- WORK INSTRUCTIONS -
Only the pictures are left out: repeat the rest of the entries exactly.

[Coordinate labeling data]
** BEGIN **
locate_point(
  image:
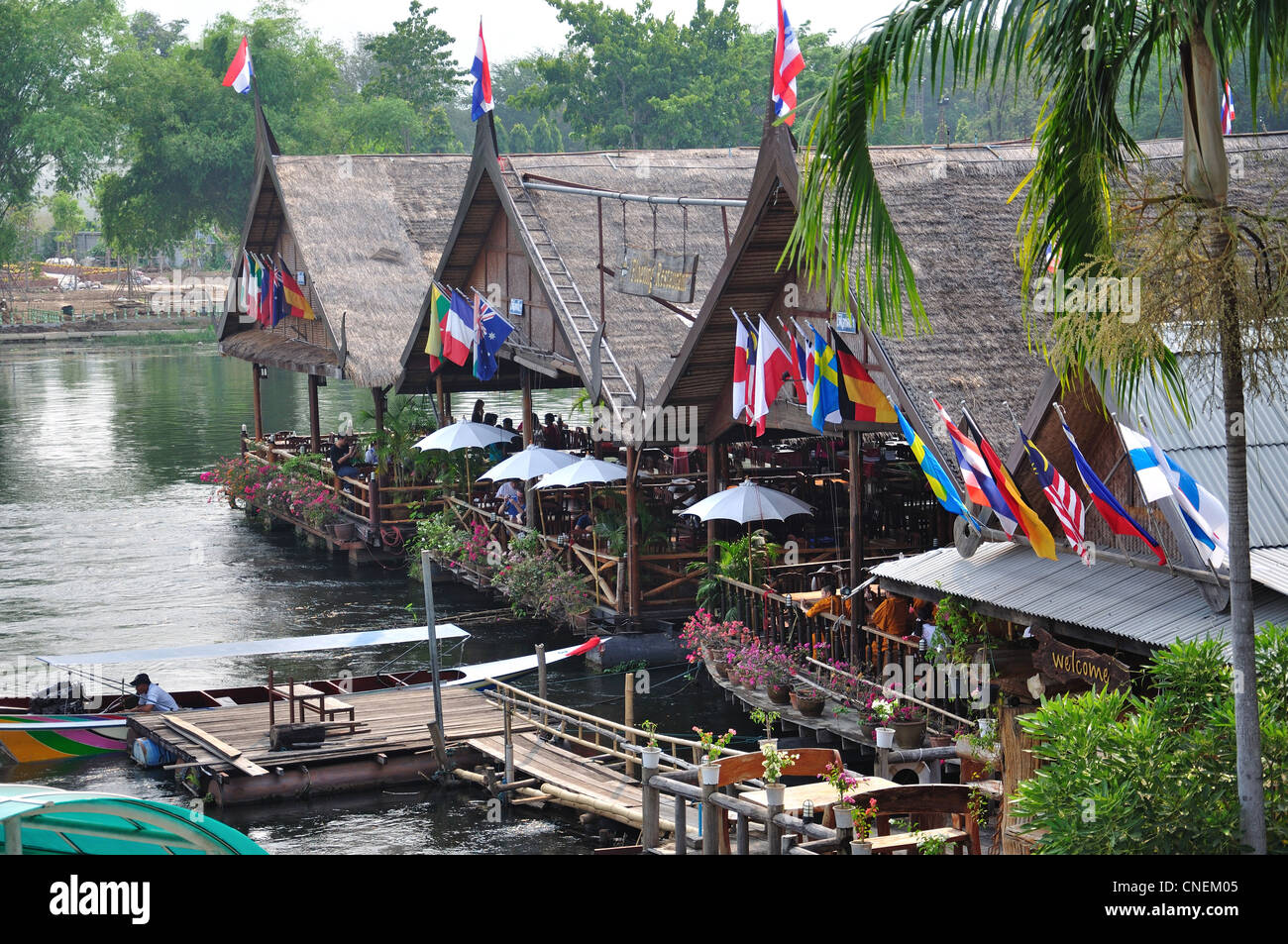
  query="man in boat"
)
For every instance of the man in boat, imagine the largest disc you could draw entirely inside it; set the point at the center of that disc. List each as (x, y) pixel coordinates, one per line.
(153, 697)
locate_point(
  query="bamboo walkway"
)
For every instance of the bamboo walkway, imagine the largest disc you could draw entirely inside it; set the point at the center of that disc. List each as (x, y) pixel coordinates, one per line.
(580, 782)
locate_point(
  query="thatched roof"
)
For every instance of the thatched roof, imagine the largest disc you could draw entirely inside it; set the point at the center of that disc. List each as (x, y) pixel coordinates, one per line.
(642, 333)
(368, 230)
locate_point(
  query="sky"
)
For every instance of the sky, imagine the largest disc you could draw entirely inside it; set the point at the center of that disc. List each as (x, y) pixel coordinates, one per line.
(511, 27)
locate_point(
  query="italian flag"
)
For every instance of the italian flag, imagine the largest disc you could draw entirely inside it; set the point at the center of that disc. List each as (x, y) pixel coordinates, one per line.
(240, 72)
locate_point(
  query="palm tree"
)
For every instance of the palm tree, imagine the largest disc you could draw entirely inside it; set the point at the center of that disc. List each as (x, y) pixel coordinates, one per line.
(1086, 54)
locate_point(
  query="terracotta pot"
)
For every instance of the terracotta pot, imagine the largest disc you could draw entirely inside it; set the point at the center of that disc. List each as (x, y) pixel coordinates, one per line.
(909, 734)
(809, 707)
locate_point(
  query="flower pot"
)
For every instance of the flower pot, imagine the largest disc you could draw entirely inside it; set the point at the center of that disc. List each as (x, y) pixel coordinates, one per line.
(909, 734)
(806, 704)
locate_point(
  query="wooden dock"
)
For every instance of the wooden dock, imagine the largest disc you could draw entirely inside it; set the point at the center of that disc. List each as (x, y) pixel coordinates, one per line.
(227, 752)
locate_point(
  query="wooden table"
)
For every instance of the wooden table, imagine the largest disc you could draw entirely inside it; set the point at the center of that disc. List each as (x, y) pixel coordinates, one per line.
(820, 793)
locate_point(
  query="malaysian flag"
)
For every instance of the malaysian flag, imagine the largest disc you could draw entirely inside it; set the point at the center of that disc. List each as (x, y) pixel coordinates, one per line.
(1063, 497)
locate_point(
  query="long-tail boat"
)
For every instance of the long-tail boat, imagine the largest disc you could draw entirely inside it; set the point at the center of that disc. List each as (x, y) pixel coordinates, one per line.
(54, 725)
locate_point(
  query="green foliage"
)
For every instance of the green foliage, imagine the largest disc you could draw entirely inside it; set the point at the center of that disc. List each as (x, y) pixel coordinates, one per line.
(413, 63)
(53, 59)
(1157, 776)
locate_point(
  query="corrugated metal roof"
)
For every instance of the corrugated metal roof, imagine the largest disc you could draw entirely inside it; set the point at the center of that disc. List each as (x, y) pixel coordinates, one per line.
(1201, 449)
(1151, 607)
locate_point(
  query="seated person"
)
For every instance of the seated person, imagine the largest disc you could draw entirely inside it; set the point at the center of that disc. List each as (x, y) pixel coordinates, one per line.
(511, 500)
(343, 456)
(583, 527)
(828, 601)
(153, 697)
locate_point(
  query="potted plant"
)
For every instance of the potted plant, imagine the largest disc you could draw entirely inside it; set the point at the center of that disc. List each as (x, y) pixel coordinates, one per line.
(910, 725)
(711, 747)
(776, 762)
(651, 752)
(863, 819)
(768, 719)
(842, 782)
(883, 710)
(807, 699)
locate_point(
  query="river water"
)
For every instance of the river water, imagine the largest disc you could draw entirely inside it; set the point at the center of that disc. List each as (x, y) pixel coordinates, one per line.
(112, 543)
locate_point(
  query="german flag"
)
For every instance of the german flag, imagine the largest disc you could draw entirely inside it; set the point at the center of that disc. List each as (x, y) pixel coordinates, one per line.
(861, 398)
(295, 297)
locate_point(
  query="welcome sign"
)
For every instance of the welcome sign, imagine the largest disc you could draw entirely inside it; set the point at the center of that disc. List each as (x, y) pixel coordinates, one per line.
(648, 271)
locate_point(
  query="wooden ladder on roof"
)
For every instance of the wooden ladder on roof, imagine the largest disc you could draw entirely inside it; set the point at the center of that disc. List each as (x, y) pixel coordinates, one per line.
(571, 307)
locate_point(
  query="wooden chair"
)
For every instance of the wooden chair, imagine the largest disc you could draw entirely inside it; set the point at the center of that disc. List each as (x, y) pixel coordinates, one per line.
(925, 798)
(751, 767)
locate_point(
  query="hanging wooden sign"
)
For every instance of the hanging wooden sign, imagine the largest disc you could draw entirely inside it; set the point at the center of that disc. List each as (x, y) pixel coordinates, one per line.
(1061, 665)
(649, 271)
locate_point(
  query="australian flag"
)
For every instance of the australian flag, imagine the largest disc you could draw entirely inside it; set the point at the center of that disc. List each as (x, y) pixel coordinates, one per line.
(489, 334)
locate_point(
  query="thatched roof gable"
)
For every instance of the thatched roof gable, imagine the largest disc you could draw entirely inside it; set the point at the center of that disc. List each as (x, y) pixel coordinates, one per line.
(369, 231)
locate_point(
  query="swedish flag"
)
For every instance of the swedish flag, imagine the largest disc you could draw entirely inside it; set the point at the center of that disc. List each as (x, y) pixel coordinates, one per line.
(939, 481)
(825, 398)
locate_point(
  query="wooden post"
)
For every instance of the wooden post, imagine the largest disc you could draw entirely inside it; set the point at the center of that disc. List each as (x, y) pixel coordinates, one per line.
(709, 822)
(855, 510)
(883, 765)
(314, 421)
(682, 826)
(629, 716)
(259, 410)
(773, 832)
(632, 528)
(1018, 764)
(715, 472)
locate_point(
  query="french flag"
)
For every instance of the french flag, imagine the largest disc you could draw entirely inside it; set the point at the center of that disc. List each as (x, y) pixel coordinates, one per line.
(789, 63)
(482, 94)
(240, 72)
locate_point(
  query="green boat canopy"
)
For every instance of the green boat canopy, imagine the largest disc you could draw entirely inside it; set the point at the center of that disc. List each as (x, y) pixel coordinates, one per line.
(46, 820)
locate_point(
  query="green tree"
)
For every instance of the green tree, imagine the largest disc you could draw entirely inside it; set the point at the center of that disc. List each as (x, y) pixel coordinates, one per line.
(413, 62)
(154, 37)
(1124, 775)
(1085, 54)
(68, 218)
(52, 82)
(519, 140)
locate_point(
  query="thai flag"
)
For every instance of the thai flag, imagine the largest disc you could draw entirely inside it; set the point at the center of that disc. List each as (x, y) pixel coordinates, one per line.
(772, 366)
(482, 94)
(789, 63)
(240, 72)
(980, 487)
(741, 371)
(1120, 522)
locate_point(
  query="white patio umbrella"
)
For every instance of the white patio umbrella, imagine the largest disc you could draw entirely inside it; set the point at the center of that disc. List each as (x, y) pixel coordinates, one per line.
(528, 464)
(747, 502)
(587, 472)
(464, 436)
** END **
- RESULT FOR THIS EXERCISE -
locate_point(
  image:
  query="man in boat"
)
For every instance of the man in boat, imagine the largest disc you could draw entirely inside it; set the point at the center of that disc. List each as (x, y) pixel coordinates, one per line.
(153, 697)
locate_point(
  query="bamboo walkway"
)
For every instance of the bamboo walkway, imagine the largest disc you could draw entirely inside it; set the point at the center of that disc. List each as (x, y) pixel coordinates, one per line.
(580, 782)
locate_point(
  query="thatched roof"
)
For every instance of the thatched roof, imagine the largest disc you could draw entirely inside it; set the point at the center of that disc. List each as (x, y) pixel coordinates, one per line.
(642, 333)
(368, 230)
locate_point(
  query="sky"
)
For every instance of the sky, imagine the largest disc you could draw entirely inside it; set the point at the center of that disc. List each as (x, y) pixel coordinates, one per line.
(511, 27)
locate_point(
  query="italian flag"
)
For every instance of the italian flag, imagine the largest disc you could draw entirely inside it; set the point at the center of that disc. List each as (x, y) pixel coordinates, one per line.
(240, 72)
locate_point(
  query="palm tree"
)
For every instance of the palm tree, imagine the largest disc you could draw entirely inside it; set the point at the center of that disc. List each as (x, y) pixel coordinates, one per line.
(1086, 54)
locate_point(
  query="terracotta pot"
)
For every instance of the terracotta pot, imagine the largest disc you could draw entirely inside it; set the point at the center of that disc. List each as (x, y) pixel coordinates, one per line.
(909, 734)
(809, 707)
locate_point(
  query="flower pot"
)
For every instance of the flower pot, imagine the largest disc you could draw entirely inside it; set the point at the center of that disc. List each as (x, y) pixel coordinates, one per line.
(909, 734)
(806, 704)
locate_point(
  query="wooden dock"
)
For every instance of the wooden dock, imagine the largest disc you could draw entirely inside it; set the point at the center of that disc. List each as (x, y) pixel coordinates, one per line.
(227, 752)
locate_point(
  query="wooden table"
)
For every instance of the wooden table, imagine the largest disc you could draw entirely inside it; set the point at the center of that disc. List each as (x, y) pixel coordinates, one per line.
(820, 793)
locate_point(
  query="malaysian flag"
)
For every instance of the malaysian flag, imagine the largest disc you could draw entirely inside it; set the point at the center of that disc. List each as (x, y) pixel coordinates, one per line.
(1063, 497)
locate_point(
  query="long-tail boat"
)
For every instance of the long-tail boat, imagine the largest disc you could draw entirely inside it; set the point at the center of that disc. List each as (x, y) pixel coordinates, one per line.
(54, 725)
locate_point(
  query="green foliage"
)
For every instance of the green foliage, imagine the largest disc you could draw entirely inside it; set the point at the center of that disc. List each as (x, y) pixel coordinates, one per line.
(413, 63)
(53, 59)
(1157, 776)
locate_point(
  query="corrugated metal roof"
)
For every instance of the corrugated metal roof, imagine the largest disc you could draw entirely inside it; set the point at the center of that disc. List each as (x, y) pixel coordinates, one per line.
(1201, 449)
(1151, 607)
locate_point(
  query="seated person"
)
For every instance of the seated person, imagine the largest disc you could draw entirely inside it; set the point at the center of that disc. List each as (x, y) pixel coordinates, one per line.
(511, 500)
(343, 456)
(583, 527)
(828, 601)
(153, 697)
locate_point(
  query="potted plant"
)
For every instance of the potted plant, imagine the largest disc you could draw entirely inside it; set the point at the center of that disc. List each as (x, y) pixel coordinates, one per line.
(910, 725)
(711, 747)
(776, 762)
(651, 752)
(863, 819)
(768, 719)
(842, 782)
(883, 710)
(807, 699)
locate_point(
  query="river water"
)
For every instance of the river water, imagine the largest disc you could draw entirely inside it; set the point at the center of that disc. List each as (x, y) pixel coordinates, one per line.
(112, 543)
locate_point(
  query="german flag"
)
For every instance of the german flag, imagine the largest disc you could draw entirely inside it; set the point at the center of that disc. List each as (x, y) pixel coordinates, one per line.
(861, 398)
(295, 297)
locate_point(
  query="welcome sign"
)
For every instance of the welcome sign, imagine the largest disc you could draw entirely inside it; set the point at the center of that disc. List each as (x, y) pixel coordinates, one per line.
(648, 271)
locate_point(
  query="wooden ladder on roof"
)
For every instance of the wooden ladder on roof, imagine the largest disc you could draw entirely inside it; set the point at the center of that disc. List each as (x, y) pixel coordinates, one per line.
(571, 307)
locate_point(
  query="wooden chair"
)
For every instance of the wooden chair, imagine the largest disc you could draw entirely inside it; set the point at the center of that disc. List each as (x, y) pixel coordinates, one per line.
(925, 798)
(751, 767)
locate_point(
  query="hanging wooden sign"
)
For every instance of the hanging wooden sign, imagine the largest disc you could draw entirely inside it; set the point at the center of that disc. List each as (x, y) pixel coordinates, one per line.
(1061, 665)
(649, 271)
locate_point(
  query="australian flag"
)
For every instance of the australian flag, imagine the largest disc you could draw entirely inside it; set the point at the center of that disc. List each as (x, y) pixel coordinates, one per line.
(489, 334)
locate_point(
  query="thatched roof gable"
)
For every instance of the thatched roof gable, imagine the largest disc you could draw entirely inside it; set the point at the center of that disc. List each as (x, y) pixel coordinates, one per line.
(369, 231)
locate_point(
  query="swedish flag"
)
For every instance of the swedish flag, imagine the largest disc you could draw entirely inside it; set the point at the center of that disc. List each as (x, y) pixel coordinates, one per line.
(939, 481)
(825, 398)
locate_point(
  query="wooden post"
)
For every instance of the wooden post, imagine the largest disc you could draw entirely inside it; set the point at the center of that disc. List each as (x, y) pixel coordinates, one per line.
(709, 822)
(855, 510)
(883, 765)
(314, 421)
(682, 826)
(629, 716)
(259, 410)
(773, 832)
(632, 528)
(1018, 764)
(715, 472)
locate_point(
  query="french flag"
)
For every instance of the french flag, imagine the largest disc you could draw entirely inside it; set the point at the center of that disc. List each as (x, y) pixel coordinates, one per line.
(789, 63)
(482, 94)
(240, 72)
locate_point(
  query="green boat canopy"
)
For every instance of the green boat canopy, imagine the largest disc you could draw entirely inside it; set the point at the center of that disc. List each as (x, y) pixel coordinates, one per line.
(46, 820)
locate_point(
  query="green tree"
)
For every instance of the green tree, imagine the largest disc you could draw entirely inside it; set the point at the center of that disc. List each as (x, y) pixel coordinates, one per line.
(413, 62)
(154, 37)
(1124, 775)
(1085, 54)
(68, 218)
(52, 82)
(519, 140)
locate_point(
  query="thai flag"
)
For every instance of the thai flag, imagine the largest disc you could draw entirely inside it; set the point at the center of that disc. List each as (x, y) pixel coordinates, one per line.
(772, 366)
(482, 94)
(789, 63)
(240, 72)
(980, 487)
(741, 371)
(1120, 522)
locate_point(
  query="white patio umbrella"
)
For every instance of the white patio umbrella, imagine the largest disc you could draw entirely inside it; set the point at the center of that disc. List each as (x, y) pixel coordinates, one per line.
(528, 464)
(747, 502)
(587, 472)
(464, 436)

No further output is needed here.